> What the exercise asks: Every record here must be set down once more, precisely as it reads.

> Available data:
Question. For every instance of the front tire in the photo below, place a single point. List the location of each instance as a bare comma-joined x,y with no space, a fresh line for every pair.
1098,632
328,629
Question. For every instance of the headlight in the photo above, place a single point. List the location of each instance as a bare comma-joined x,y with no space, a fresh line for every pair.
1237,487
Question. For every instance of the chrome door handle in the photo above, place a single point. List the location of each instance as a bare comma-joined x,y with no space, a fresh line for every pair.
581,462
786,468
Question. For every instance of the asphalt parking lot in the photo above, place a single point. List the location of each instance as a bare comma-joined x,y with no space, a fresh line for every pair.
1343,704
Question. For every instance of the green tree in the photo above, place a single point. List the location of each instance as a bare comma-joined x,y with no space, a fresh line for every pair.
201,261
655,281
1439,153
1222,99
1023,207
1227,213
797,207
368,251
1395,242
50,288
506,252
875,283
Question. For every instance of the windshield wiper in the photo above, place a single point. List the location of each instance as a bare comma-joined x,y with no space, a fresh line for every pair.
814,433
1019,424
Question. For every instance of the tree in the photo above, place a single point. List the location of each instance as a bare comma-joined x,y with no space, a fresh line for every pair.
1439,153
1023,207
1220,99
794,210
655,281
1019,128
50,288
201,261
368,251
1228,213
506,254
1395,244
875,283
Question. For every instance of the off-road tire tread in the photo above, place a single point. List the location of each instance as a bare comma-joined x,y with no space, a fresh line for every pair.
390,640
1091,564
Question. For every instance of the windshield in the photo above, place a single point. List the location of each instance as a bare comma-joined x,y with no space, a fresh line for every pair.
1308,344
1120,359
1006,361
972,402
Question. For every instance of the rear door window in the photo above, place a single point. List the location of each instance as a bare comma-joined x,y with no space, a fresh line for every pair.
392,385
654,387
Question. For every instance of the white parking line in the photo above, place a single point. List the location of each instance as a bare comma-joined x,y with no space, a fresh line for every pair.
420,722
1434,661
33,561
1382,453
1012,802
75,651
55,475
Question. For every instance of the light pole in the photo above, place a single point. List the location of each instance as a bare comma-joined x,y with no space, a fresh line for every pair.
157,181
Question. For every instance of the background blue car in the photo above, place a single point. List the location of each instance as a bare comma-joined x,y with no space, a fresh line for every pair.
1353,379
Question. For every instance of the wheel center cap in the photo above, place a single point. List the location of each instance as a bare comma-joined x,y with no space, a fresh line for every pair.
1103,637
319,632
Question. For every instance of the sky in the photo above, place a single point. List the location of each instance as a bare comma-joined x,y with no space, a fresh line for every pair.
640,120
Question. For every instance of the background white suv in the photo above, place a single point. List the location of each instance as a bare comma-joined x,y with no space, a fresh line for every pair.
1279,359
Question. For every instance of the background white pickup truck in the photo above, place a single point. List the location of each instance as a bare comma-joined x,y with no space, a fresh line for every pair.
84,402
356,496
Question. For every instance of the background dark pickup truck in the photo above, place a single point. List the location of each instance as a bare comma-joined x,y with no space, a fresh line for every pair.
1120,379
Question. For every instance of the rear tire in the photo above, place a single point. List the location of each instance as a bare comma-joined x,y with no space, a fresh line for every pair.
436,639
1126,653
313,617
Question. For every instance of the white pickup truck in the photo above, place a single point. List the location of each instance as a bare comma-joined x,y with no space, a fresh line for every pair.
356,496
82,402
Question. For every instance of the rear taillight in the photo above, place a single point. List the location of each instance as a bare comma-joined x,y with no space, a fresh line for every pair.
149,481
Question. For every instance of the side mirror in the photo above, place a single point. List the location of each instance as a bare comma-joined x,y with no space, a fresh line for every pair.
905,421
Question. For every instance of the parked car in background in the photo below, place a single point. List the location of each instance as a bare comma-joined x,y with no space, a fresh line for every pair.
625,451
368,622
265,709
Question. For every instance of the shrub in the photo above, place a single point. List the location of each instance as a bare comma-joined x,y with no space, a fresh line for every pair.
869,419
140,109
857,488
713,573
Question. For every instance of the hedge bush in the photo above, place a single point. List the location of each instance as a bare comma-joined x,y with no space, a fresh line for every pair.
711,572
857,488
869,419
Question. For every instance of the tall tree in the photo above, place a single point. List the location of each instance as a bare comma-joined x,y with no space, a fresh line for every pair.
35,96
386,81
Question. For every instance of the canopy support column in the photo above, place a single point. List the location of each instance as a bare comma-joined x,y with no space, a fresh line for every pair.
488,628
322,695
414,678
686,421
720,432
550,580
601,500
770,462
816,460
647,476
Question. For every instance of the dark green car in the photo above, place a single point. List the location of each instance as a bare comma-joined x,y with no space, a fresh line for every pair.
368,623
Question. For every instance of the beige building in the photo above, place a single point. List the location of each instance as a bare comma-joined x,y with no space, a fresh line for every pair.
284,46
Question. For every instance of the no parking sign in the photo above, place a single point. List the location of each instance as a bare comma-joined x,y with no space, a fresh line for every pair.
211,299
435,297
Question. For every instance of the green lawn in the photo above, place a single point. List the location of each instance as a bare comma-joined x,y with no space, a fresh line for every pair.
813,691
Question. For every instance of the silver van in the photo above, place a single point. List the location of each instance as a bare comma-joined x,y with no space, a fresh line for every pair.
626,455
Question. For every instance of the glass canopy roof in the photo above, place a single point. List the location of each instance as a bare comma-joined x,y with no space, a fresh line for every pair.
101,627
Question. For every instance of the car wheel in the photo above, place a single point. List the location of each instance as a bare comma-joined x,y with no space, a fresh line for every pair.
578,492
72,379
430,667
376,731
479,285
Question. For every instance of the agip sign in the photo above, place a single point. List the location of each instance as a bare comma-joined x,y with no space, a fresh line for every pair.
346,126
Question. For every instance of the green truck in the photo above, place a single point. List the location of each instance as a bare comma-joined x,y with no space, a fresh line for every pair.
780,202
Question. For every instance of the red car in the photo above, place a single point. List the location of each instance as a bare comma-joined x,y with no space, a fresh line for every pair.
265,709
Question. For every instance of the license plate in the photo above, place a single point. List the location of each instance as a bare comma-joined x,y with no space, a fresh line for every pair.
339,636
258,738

> Task result:
Question. For every instance of the front tire in the photo below, place a single point. List the location of each instance as a bare comma-joined x,y with no space, a fresh line for every pair.
1098,632
328,629
Question. For every instance of the headlight in the photo above, place a single point. List the location of each instance as a bare comma-joined x,y with no space, a fresh line for every pair.
1237,487
Question. For every instance of the chrome door handle in the photo above, place a single point. List the location of each instance as a bare comma-joined x,y with no space, a fresh line for every pair.
581,462
786,468
Question. For every instance of the asphalt parking lot in the photo above, place a single point. List the location of each instance as a bare comma-joined x,y with no space, a fresh line for every pair.
1343,704
Question. For every instance of the green tree in the photo above, place a single point. List the location of each instance as a bare comma-joined x,y with no space, a fresh line for every pair.
201,261
655,281
1439,153
1222,99
1023,207
1227,213
797,207
368,251
1395,242
50,288
506,252
875,283
Question. For every instance of the windshield wiper in the photo above, place a single point. List the location of each instance as a bare comma-joined x,y with no space, a fresh line for every pair.
814,433
1019,424
Question. For every instance of the tree in the photo above, place a single point. List the location of each instance as a bare comma-joined x,y with no space, a fresh line for every pair.
1439,153
1023,207
1220,99
794,210
655,281
1019,128
50,288
201,261
368,251
1228,213
506,254
1395,244
875,283
Question. For every instance of the off-road tire tread in the photo above, place a single point. List the location of each instance as a bare comma-joined x,y with no space, a fresh line for every pair.
390,640
1091,564
Question. For every instance of the windshield in the photo above, place a single point. List the location of each instance as a bare comma-joined x,y with no space, a fresh line for every pair.
1308,344
1120,359
1006,361
972,402
Question. For every instance of the rear door window in the photo above, place a single point. List the location of each instance as a bare comma-joined x,y with no space, a fresh line for every pair.
392,385
654,387
Question. For every instance of the white parking line in the photo above, place a single point. List the location of each instance as a bare comma-joined x,y with no space, a fresh line for every pair.
420,722
1434,661
33,561
1382,453
1012,802
75,651
55,475
Question. For every instance of the light pole in the photo above, place a single point. List the location of each instance as a bare comma-joined x,y with no space, a fresh line for every pair.
157,181
Question. For every instance of the background blue car in the photo above, place a single point. List the location of each instance as a bare comma-joined x,y with no space, a fresh line for every pair.
1353,379
Question. For every instance of the wheel center cap in the photo above, place a single point. List the location of each instance as a bare comma-joined x,y with no space, a fresh line for every pair.
1103,637
319,632
Question. For every instance of the sky in the photo above, place a single point. List the location of each instance as a bare comma-joined x,y with no space, a fresh line for every pair.
640,120
Question. For every instance of the background white suv in the photo above, place a single point. List the location of each instance as a bare comma-joined x,y with no space, a fresh line for every pair.
1279,359
Question. For every instance of the background white pickup truck in the photo above, place a single point. List the location of each instance as a bare comma-joined x,y with no space, a fresh line for every pair.
84,402
356,496
Question. For every instance of the background dark pickup truck in the photo above, place a single point. List the location of each instance as a bare comma-joined x,y with no space, a fresh line for every pair.
1120,379
Question. For every instance of the rear tire in the photo above, place a single point. List the location of each instance as a bare comma-joined x,y with no space, a fresh line for every pair.
436,639
1126,653
313,617
Question. For every instance of the white pickup truck in the photo above, place a single point. List the location of each instance as a bare comma-joined x,y with no space, a fresh line for every pair.
356,496
82,402
Question. For every instance of the rear taillight in the photo above, place a single point. List the location of each instance as a bare comma-joined x,y with no space, a fresh line for every pair.
149,481
Question. For every instance of the side mirror in the photo above, place a single point. List the location of each instance as a bare comma-joined x,y with no space, a fresh line for every pair.
905,421
Question. For every instance of the parked car in background in the photo below, place a single point. List the location of each instance as a bare comma-joined x,y with no space, a fresh line for every pair.
625,451
368,622
265,709
Question. For every instance of the shrub in the photo above, place a single point. List the location of each instance as a bare comma-joined x,y with no space, a fresh line for every pair.
869,419
140,109
857,488
713,573
Question. For every instance of the hedge bush in the photo above, place a single point. List the location of each instance as a bare comma-joined x,y with no space, a fresh line for every pair.
711,572
857,488
869,419
Question. For every instance of the tall tree in the photo above, place a single point. List the location of each instance as a bare comma-joined x,y with no space, a fresh line for every pair.
35,96
386,81
Question. For every instance of the canopy support column in the photo above, place a single point. List the location of each instance as a bare comma-joined x,y with no space, a fresh line for every pair.
488,628
322,695
414,678
686,421
720,432
550,580
601,500
770,462
816,460
647,476
Question. For every instance of the dark green car in the photo above, place a single point. List the location of each instance as a bare comma-joined x,y with no space, a fresh line for every pair.
368,623
Question. For every instance of the beige building in the photo above, place a single point. List the location of each instance as a bare comma-joined x,y with no space, a fresh line for every pair.
284,46
Question. For every instance of the no parking sign in the photo above, place a single point. List the location of each instance as a bare comma-joined x,y with no space, a fresh line for every pair.
211,299
435,297
Question. For every instance of the green lawn in the photo above, place a single point. List the location of each instance as a bare comma-joined x,y with no space, a fresh line for every pair.
813,691
Question. For every instance of the silver van in the photo above, place a single point. List the location of each instance as a bare comma-joined x,y with no space, a fresh line for every pair.
626,455
Question. For every instance of the glass canopy roof in the photo above, place a single point. List the location of each instance as a bare comma-joined x,y with no space, a fresh line for every pair.
101,627
Question. For every instance of the car wheel in the photo above, place a single point. List the location of each instance as a bare comma-joined x,y with no space, a fresh line for every pair.
578,492
72,379
430,667
376,731
479,285
Question. For every instance of the agip sign in the photo above, place a single point. List the location of each instance as a bare comma-joined x,y with no space, a fresh line for every pair.
346,126
Question. For every instance of the green truck in the photo above, place a single point. List the location of each instance as a bare comma-joined x,y with no space, a fresh line for every pair.
780,202
Question. For every instance of the red car in the photo above, place a single point. List the location of each instance as a bare comma-joined x,y with no space, a fresh line for every pair.
265,709
Question. For every instance of the license plate in the photo above, place a single point. List the location of each instance as a bare comma-joined x,y with no space, a fresh line for every pair.
339,636
258,738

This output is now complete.